• [Source document]
+---+
Beloved the world over for her exquisite pianism, Canadian artist, Janina Fialkowska has enchanted audiences for over thirty years with her glorious lyrical sound, her sterling musicianship and her profound sense of musical integrity. Blending her vast experience with her refreshingly natural approach " Fialkowska has become an artist of rare distinction as well as retaining all the virtuosity of her youth" -- (La Presse, Montreal, February 13, 2009).
During the 2010 Chopin anniversary year, three of Ms Fialkowska’s CDs were released. The CDs were devoted to the music of Chopin and all three received stellar reviews from the most distinguished critics around the world. The “Chopin Recital” CD made it into the Gramophone classic charts as well as among the London’s Sunday Times Top 10 “Best classical recordings of the year”. It also received a nomination for the “International Classical Music Award 2011”. Bryce Morrison raved in Gramophone Magazine about her double album “Chopin: Etudes, Impromptus, Sonatas”: “Indeed, lesser mortals may well weep with envy at such unfaltering authority.”

On top of her concert, Fialkowska will be offering Master classes at the Pyatt Hall at the VSO School of Music, 843 Seymour St., organized by BCRMTA, which are open to all at the cost of $10.

News Newsletters   Message from the President
“Every five years a star is born." This phrase fits perfectly in regard to the 2010 International Chopin Piano Competition in Warsaw . The Chopin Competition is noted for producing some of the most distinguished stars in the piano world, but who were not necessarily the first prize winners. After stunning performances by Ingolf Wunder and Daniil Trifonov last season, we can't wait to hear two top prize winners: Yulianna Avdeeva (1st prize) and Lukas Geniusas (2nd prize).

But, be sure not to miss Janina Fialkowska's upcoming concert. After her admirable return to piano from a long illness, she is getting rave reviews. If you have not subscribed to our series this season you can still buy tickets for the remaining three concerts at a discount: $100 Adult and $75 Senior/Student. Please give us a call 604-871-4450.

It was very sad news to hear that Vancouver arts critic Lloyd Dykk died after suffering a stroke. Vancouver music communities lost one of the best music critics. His review of Zilberstein's concert was unfortunately his last one for the Vancouver Chopin Society. The last time I spoke to him was before Zilberstein's concert and he said that he loved our recitals at the Magee Theatre, particularly remembering Wojciech Switala’s recital that was one of the best he had ever heard live in this city.

I promised in the last newsletter that we will explore the subject of music education. Richard Berkeley is sharing his thoughts with you. He lives in Poland so his article was written in a certain context; however most of his thoughts are of general nature.


Look into the future
-- by Richard Berkeley

The arts exist for our moral and intellectual benefit. They stand as testament to the human condition. They exist to be used and to be learnt from. We need the arts to understand the past, to live the present and prepare for the future. They are a platform for innovation. Yet many governments fail to ensure that children receive a basic arts education. Music is basic.

At a time when technology dazzles and cash is short, music seems to get the worst deal in the class room. Musicians themselves are often at fault. Few are good ambassadors for their art. Too few see their skills as a gift to be shared. Too few understand that we all have the right to make music. It is not a question of talent.
+---+
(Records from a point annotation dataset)
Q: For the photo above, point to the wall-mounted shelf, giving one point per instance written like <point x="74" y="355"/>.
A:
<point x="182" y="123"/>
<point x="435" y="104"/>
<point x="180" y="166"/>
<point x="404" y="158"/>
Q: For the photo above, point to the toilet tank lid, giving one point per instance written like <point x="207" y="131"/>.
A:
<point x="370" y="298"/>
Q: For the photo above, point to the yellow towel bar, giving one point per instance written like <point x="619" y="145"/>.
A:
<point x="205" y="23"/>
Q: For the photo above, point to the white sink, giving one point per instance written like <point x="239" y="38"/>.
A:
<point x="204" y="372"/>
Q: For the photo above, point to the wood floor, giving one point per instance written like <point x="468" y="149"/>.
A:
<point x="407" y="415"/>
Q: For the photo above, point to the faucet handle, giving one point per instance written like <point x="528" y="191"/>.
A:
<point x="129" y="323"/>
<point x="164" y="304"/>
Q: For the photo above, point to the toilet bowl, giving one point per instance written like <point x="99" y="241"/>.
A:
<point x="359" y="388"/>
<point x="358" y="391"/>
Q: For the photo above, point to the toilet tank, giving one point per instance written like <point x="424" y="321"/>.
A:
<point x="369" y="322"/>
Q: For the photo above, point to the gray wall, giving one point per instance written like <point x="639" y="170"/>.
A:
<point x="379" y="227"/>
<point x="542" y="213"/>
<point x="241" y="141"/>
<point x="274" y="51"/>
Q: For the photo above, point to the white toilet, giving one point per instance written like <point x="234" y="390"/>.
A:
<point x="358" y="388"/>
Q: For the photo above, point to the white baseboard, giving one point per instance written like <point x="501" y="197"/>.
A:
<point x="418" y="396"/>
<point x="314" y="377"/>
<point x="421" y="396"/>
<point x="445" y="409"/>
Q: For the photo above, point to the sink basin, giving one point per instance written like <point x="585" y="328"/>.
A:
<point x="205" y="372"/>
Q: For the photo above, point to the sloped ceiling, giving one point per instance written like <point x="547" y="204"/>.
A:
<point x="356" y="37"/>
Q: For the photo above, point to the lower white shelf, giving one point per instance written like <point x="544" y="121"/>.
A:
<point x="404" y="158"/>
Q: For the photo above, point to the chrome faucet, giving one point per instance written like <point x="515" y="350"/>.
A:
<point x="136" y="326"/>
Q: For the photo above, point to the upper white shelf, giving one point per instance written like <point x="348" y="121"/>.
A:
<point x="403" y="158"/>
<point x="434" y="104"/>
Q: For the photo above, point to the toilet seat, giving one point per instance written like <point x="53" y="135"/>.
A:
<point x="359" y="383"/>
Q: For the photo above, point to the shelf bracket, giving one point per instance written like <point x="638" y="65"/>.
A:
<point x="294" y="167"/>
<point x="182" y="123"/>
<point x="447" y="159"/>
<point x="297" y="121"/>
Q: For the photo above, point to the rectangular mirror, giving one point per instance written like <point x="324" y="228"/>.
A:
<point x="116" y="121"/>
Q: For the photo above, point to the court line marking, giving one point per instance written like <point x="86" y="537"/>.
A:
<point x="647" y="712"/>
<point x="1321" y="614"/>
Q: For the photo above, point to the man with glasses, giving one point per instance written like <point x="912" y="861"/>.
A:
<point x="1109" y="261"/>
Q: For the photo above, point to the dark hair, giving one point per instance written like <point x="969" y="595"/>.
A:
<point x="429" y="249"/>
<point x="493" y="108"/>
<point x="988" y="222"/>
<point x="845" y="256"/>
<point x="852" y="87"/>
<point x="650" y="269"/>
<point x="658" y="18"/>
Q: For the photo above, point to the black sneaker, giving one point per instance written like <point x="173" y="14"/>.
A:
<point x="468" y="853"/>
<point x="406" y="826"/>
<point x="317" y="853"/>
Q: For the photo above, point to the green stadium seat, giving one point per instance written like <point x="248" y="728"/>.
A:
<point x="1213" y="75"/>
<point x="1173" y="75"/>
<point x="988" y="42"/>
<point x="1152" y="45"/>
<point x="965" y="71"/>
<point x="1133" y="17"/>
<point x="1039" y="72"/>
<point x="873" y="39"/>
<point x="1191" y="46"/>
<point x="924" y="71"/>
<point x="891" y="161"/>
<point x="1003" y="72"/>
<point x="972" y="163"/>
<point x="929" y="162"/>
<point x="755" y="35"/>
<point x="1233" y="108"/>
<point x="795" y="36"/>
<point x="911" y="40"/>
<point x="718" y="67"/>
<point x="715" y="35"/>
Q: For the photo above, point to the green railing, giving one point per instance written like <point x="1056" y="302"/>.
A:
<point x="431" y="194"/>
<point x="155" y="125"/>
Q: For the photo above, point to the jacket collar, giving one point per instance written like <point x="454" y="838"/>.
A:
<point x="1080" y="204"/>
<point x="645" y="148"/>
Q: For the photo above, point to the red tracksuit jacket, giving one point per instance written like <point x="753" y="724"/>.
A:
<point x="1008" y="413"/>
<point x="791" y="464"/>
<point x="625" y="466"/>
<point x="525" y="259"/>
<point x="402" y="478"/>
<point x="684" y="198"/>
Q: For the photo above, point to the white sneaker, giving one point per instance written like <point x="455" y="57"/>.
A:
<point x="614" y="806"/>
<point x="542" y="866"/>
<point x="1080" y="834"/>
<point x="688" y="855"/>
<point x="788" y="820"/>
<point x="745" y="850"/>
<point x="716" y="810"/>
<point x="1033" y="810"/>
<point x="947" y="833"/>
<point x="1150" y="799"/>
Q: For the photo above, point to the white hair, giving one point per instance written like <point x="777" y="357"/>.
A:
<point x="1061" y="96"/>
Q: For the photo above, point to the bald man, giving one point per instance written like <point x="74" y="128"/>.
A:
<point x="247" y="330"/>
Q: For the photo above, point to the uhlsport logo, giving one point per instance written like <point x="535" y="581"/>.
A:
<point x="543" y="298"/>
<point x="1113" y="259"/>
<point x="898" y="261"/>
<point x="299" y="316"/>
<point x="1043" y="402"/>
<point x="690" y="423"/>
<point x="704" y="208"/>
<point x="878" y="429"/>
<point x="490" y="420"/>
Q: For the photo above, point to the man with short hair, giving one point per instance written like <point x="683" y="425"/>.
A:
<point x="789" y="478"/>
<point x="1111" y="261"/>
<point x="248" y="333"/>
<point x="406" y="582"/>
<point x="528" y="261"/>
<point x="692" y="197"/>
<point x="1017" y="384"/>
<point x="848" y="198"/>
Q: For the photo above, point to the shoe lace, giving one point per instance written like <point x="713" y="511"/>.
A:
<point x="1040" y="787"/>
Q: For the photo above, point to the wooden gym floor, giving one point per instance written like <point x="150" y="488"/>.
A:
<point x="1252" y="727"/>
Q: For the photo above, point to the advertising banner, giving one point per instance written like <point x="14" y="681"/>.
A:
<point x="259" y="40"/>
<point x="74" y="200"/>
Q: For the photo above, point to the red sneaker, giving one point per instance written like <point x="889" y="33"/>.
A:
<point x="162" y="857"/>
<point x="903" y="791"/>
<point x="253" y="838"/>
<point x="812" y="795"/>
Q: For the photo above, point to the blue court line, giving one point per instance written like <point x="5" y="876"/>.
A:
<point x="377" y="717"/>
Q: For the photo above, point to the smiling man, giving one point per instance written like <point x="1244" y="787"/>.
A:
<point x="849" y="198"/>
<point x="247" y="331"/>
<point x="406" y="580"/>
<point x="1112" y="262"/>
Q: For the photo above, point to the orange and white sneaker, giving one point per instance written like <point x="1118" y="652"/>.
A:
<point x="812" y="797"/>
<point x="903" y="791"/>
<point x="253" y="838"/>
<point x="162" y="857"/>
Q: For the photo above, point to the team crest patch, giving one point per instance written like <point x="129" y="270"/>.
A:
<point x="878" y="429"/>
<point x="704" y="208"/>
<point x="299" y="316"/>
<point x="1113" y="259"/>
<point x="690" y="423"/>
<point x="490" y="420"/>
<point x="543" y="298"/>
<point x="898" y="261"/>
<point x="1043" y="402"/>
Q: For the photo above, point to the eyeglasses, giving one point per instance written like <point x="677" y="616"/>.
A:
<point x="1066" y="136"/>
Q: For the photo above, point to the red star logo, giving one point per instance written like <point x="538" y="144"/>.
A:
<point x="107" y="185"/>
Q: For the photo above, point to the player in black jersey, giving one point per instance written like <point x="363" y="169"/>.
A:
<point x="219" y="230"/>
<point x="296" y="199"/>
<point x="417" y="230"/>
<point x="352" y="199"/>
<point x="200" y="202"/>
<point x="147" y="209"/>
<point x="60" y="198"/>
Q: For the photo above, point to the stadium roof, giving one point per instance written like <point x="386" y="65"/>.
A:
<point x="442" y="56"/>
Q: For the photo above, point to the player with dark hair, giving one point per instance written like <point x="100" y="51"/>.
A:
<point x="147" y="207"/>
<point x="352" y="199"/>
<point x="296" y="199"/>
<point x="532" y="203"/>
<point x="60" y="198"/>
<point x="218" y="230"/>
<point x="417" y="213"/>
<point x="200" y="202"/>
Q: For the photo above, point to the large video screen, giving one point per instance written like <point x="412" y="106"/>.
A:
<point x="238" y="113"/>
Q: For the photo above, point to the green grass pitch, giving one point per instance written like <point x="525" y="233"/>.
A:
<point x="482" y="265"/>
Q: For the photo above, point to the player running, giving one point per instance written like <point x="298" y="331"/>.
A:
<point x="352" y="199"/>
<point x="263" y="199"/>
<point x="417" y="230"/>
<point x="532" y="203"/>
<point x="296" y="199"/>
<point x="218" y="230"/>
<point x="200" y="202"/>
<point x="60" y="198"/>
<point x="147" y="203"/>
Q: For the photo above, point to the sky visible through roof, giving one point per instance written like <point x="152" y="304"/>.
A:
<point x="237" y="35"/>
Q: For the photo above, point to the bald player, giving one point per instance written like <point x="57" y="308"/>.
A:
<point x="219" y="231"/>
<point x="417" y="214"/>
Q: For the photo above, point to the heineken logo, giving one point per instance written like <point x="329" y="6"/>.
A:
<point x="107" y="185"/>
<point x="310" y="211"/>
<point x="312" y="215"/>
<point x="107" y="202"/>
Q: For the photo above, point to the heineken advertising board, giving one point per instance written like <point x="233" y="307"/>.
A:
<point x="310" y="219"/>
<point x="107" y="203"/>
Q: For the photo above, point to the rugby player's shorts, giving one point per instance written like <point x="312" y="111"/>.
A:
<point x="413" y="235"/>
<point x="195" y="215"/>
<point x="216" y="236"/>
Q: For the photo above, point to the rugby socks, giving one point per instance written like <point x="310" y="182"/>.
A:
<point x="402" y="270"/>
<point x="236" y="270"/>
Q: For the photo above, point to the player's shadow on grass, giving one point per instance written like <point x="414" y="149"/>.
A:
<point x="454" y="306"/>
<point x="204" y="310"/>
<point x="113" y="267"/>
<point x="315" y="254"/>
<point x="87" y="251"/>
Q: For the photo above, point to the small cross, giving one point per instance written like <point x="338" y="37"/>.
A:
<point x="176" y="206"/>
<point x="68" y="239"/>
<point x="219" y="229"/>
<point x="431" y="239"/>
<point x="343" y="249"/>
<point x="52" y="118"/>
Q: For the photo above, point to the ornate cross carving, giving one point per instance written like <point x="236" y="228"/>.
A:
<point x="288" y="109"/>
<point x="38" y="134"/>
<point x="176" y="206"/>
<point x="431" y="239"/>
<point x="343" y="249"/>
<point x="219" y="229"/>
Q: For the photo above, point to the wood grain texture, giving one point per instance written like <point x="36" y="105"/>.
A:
+---+
• [Set tasks]
1. Pull out every line of the listing that contains the word "roof". Treat uppercase and lowercase as different.
2. Resume the Chopin Society newsletter from its last sentence and keep writing it.

• [Exercise answers]
1.
Q: For the photo above, point to the stadium roof, giving one point per instance written like <point x="386" y="65"/>.
Q: For the photo above, point to the sky visible through roof, giving one point per instance written like <point x="152" y="304"/>.

2.
But, of course, it is wrong to blame the musicians only. Ministers and administrators who are responsible for policy need to be convinced. Many will have memories of music lessons involving grim struggles with out-of-tune recorders in uninspiring music rooms or of stories of the great composers` lives without understanding anything of their music. With this sort of experience, it must be very hard to appreciate that music education has any benefits for society in general.

But music is vital for so many areas of human development, not least for the imagination. Another benefit which is so often ignored, even by advocates of music education, is that it develops social skills. Every performance involves working with others, learning to compromise, to take reasonability, to share the success and share the failures. School should equip us with these survival tools for life. Yet what most school systems test is not fitness for society but the amount of information retained for exams and then quickly forgotten.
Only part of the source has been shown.